▶ **STATED GOAL**
Each entry below should be written out exactly as it is, with no pictures.

▶ **RECORDS SHOWN**
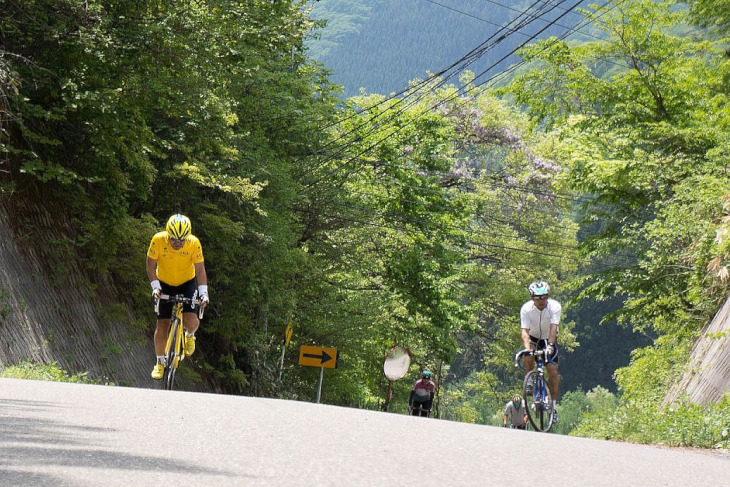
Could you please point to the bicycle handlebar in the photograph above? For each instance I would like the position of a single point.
(540, 354)
(179, 298)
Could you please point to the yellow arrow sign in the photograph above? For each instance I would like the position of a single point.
(288, 332)
(318, 356)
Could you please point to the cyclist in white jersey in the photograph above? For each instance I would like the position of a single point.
(539, 320)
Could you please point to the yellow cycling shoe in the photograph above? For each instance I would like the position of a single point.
(158, 371)
(189, 345)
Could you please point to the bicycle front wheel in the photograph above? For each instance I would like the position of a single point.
(538, 401)
(172, 354)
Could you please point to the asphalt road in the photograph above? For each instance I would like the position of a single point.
(58, 434)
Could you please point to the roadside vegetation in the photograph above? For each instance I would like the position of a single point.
(50, 372)
(417, 220)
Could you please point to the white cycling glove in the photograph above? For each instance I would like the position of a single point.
(203, 293)
(156, 289)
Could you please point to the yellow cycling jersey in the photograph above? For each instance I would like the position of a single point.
(175, 267)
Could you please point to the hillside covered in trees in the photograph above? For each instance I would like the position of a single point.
(373, 221)
(381, 45)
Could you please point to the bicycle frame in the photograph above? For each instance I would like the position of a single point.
(175, 345)
(538, 400)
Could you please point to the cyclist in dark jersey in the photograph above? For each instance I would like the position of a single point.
(422, 394)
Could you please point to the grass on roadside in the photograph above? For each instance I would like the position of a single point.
(49, 372)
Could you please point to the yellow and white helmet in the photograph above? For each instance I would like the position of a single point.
(178, 227)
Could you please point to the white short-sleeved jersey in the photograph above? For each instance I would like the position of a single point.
(538, 322)
(517, 415)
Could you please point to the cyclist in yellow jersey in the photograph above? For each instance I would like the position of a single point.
(175, 266)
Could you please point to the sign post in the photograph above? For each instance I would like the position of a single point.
(395, 367)
(287, 338)
(324, 358)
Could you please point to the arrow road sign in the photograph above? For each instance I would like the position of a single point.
(318, 356)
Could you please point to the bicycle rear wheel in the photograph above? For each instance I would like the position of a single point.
(538, 402)
(171, 355)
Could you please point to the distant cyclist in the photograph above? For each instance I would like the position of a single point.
(175, 266)
(516, 413)
(539, 320)
(422, 394)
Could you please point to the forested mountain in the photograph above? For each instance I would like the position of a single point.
(381, 45)
(374, 221)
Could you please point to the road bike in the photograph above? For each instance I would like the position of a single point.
(175, 345)
(538, 401)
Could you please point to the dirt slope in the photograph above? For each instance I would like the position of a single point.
(708, 374)
(49, 312)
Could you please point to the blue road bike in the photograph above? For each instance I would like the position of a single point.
(538, 401)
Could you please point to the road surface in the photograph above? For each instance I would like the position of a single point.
(60, 434)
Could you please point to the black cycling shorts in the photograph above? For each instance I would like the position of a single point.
(541, 344)
(189, 289)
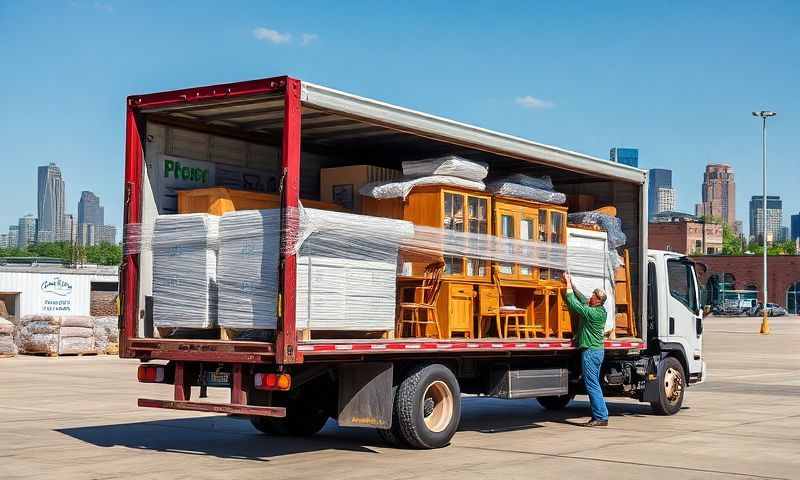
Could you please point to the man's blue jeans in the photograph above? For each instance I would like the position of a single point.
(591, 360)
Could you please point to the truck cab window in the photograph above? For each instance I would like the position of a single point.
(681, 283)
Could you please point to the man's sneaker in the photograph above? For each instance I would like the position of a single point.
(596, 423)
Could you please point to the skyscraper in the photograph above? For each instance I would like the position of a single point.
(13, 236)
(89, 209)
(69, 228)
(108, 234)
(774, 218)
(628, 156)
(718, 194)
(50, 200)
(665, 200)
(658, 178)
(27, 231)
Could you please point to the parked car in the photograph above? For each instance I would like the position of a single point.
(773, 310)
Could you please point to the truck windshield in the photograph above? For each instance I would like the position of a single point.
(681, 283)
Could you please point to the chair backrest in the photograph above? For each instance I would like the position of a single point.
(433, 282)
(496, 278)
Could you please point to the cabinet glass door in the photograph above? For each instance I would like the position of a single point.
(453, 219)
(507, 231)
(557, 222)
(477, 222)
(526, 233)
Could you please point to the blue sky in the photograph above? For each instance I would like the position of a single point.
(677, 80)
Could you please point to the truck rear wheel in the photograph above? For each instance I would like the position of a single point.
(672, 383)
(428, 406)
(555, 402)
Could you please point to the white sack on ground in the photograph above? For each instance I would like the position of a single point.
(402, 187)
(450, 165)
(185, 270)
(75, 345)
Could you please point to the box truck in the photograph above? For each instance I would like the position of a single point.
(275, 135)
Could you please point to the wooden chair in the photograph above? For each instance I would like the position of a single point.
(425, 297)
(514, 317)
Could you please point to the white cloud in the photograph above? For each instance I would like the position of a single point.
(104, 7)
(271, 36)
(535, 103)
(308, 38)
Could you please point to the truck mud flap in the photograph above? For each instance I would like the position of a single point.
(365, 395)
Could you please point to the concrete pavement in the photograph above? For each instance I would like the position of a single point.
(76, 418)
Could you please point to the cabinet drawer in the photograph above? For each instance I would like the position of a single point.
(460, 290)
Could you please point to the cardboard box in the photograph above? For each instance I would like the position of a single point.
(340, 185)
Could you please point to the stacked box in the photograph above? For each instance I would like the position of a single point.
(590, 266)
(345, 277)
(185, 270)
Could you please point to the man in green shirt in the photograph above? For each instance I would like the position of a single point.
(589, 339)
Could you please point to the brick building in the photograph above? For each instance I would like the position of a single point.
(684, 233)
(746, 271)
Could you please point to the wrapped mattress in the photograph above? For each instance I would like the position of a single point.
(450, 165)
(589, 264)
(402, 187)
(346, 270)
(185, 270)
(528, 188)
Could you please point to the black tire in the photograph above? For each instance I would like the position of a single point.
(672, 387)
(428, 406)
(555, 402)
(302, 419)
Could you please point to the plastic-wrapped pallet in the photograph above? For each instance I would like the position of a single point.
(7, 345)
(528, 188)
(589, 264)
(185, 270)
(450, 165)
(39, 334)
(106, 333)
(345, 276)
(75, 335)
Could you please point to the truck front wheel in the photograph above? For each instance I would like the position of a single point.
(672, 383)
(428, 406)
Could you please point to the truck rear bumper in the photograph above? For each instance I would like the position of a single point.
(228, 408)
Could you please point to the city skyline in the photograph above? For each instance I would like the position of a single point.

▶ **ANSWER**
Could you please point to the bicycle handlebar in the photograph above? For each instance I would like the position of a single point.
(540, 354)
(179, 298)
Could you please point to the yellow arrow sign in the photograph above? For each instance I would like the position of a single point.
(288, 332)
(318, 356)
Could you please point to the cyclist in white jersey in the photograph above? For each instance I would like the position of a single point.
(539, 320)
Could you please point to the yellow cycling shoe in the photograph above? For each instance I would like the position of a single point.
(158, 371)
(189, 345)
Could you please point to the bicycle front wheel in the photograph above? For each instance I would like the position of a single point.
(538, 401)
(172, 354)
Could you please point to the asphalt road in the photograph above? For each instance I would like the position of a single point.
(58, 434)
Could you please point to the roadside vegetation in the photograph above? For each instance I would like the position of a single point.
(50, 372)
(417, 220)
Could you please point to the white cycling glove in the photograph above? For each instance I would like the position of a single point.
(203, 293)
(156, 289)
Could you please point to the yellow cycling jersey in the photograph above? For each instance I would like the position of a single point.
(175, 267)
Could you please point to the hillside covered in trees in the photograph above? For each instance I would like the position of a single point.
(373, 221)
(381, 45)
Could you please point to the bicycle frame in the photograph above? For each instance I would like the position of a single point.
(175, 345)
(538, 400)
Could you please point to the cyclist in dark jersey in the photograph above? For each instance I would like the position of a single point.
(422, 394)
Could you please point to the grass on roadside in the photograph above? For each instance I would like the position of a single point.
(49, 372)
Could you please point to the yellow and white helmet in the photograph above? For each instance I would like the position of a single point.
(178, 227)
Could you please point to the white short-sleeved jersey in the photograph above? For each instance I would like the position of a single point.
(538, 322)
(517, 415)
Could you please point to the cyclist in yellow jersey in the photograph above? For each instance I would like the position of a single point.
(175, 266)
Could you please point to the sign post in the photograph above? For each instance I would like the position of a single point.
(395, 367)
(287, 338)
(324, 358)
Could you please point to the arrow road sign in the photograph above? For each instance I would like the position of a single point.
(318, 356)
Could you please point to the bicycle rear wheel in the photograph above? For each instance I would like the position of a single point.
(538, 402)
(171, 355)
Could you please point to the distant cyclist in the photograph above? For each instance I would like the position of a single point.
(175, 266)
(516, 413)
(539, 320)
(422, 394)
Could you please point to the forested mountain in the photograph above? For each instance I would like the position of a single point.
(381, 45)
(374, 221)
Could you please point to the road bike in the photograph above? For each instance I would like the position of a single point.
(175, 345)
(538, 401)
Could you please point to the dirt slope in the photograph above? For each instance I would like the position of a single point.
(708, 374)
(49, 312)
Could you please point to the blue road bike in the photograph above? For each instance I would like the position of a single point.
(538, 401)
Could you please point to the road surface in the photograph above? For each instance I would like the position of a single point.
(60, 434)
Could you please point to the black cycling shorts in the photograph above? For each instance I would like the position of a single point.
(541, 344)
(189, 289)
Could you please point to the man's blue jeans in the photograph above? For each instance I would like the position of a single point.
(591, 360)
Could you please point to the truck cab window in the photograph above? For each instance I would like the position of a single point.
(681, 283)
Could you please point to the man's sneaker in the photograph above? For each instance I would like the position of a single point.
(596, 423)
Could you please point to the skyscraper in the photograph above? For each instance I would like the position of a single point.
(13, 236)
(89, 209)
(69, 228)
(108, 234)
(774, 218)
(628, 156)
(718, 194)
(50, 200)
(665, 200)
(658, 178)
(27, 231)
Could you please point to the parked car in the photograph above? For each instance I would like the position of a single point.
(773, 310)
Could you please point to the truck windshield in the photograph above? For each instance I would like the position of a single point.
(681, 283)
Could you please point to the chair backrest in the photograph above? For each instance I would like the position of a single point.
(433, 282)
(496, 278)
Could you please point to the cabinet glass door in the photograph above? For each instance I would like the position of a single point.
(453, 219)
(507, 231)
(557, 222)
(477, 222)
(526, 233)
Could you please point to the blue sky in the photograph above? For each instance I would like the position of a single point.
(677, 80)
Could you please point to the truck rear wheel in the photograph above? For each instance I would like the position of a single point.
(672, 383)
(428, 406)
(555, 402)
Could you please point to the white sack on ground in the photograph above? For each instance I would like the position of a single point.
(402, 187)
(450, 165)
(185, 270)
(75, 345)
Could you please point to the box truck in the photograph above? For each instance I would like the position of a single point.
(275, 135)
Could you please point to the wooden chair in the photograph above? For each instance I would like the position of a single point.
(425, 297)
(514, 317)
Could you please point to the white cloud in the photograph above? For each instance I would like the position of a single point.
(104, 7)
(271, 36)
(535, 103)
(308, 38)
Could you please point to the truck mud flap in the photograph above? For each instance I would like the position of a single point.
(365, 395)
Could you please point to the concrete pavement in the photograph above? For each instance I would like the position of a single point.
(76, 418)
Could you please point to the cabinet drawer in the photograph above? For each instance I would like the position of a single point.
(460, 290)
Could you please point to the cardboard box in the photograph above? For each instance I would like the position of a single point.
(340, 185)
Could you please point to the stacked box in the photograph above? For each instance I would like the position of a single point.
(590, 266)
(345, 277)
(185, 270)
Could you please point to the man in green shirt in the photograph above? For each instance I would like the position of a single point.
(589, 339)
Could you please point to the brick building in the photograph above? For each instance I would like the position of a single point.
(684, 233)
(746, 271)
Could you please point to the wrapped mattress in the photograph above? For each instance I would like the position of a single point.
(450, 165)
(589, 264)
(402, 187)
(346, 270)
(185, 270)
(528, 188)
Could you please point to the black tire in the photograph above? For each instance I would like the position of a single point.
(672, 387)
(428, 406)
(555, 402)
(302, 419)
Could you please point to the plastic-wrapped pallet in the photograph above? For each instance I would like the position of a single point.
(7, 345)
(528, 188)
(589, 264)
(185, 270)
(450, 165)
(39, 334)
(106, 333)
(345, 276)
(75, 335)
Could you please point to the truck front wheel in the photograph above? For each instance I would like the position of a single point.
(672, 383)
(428, 406)
Could you please point to the truck rear bumper in the photograph above? For each instance I would like the position of a single point.
(228, 408)
Could you please point to the city skyline in the photograph above? For each instance I would like the position of a single point.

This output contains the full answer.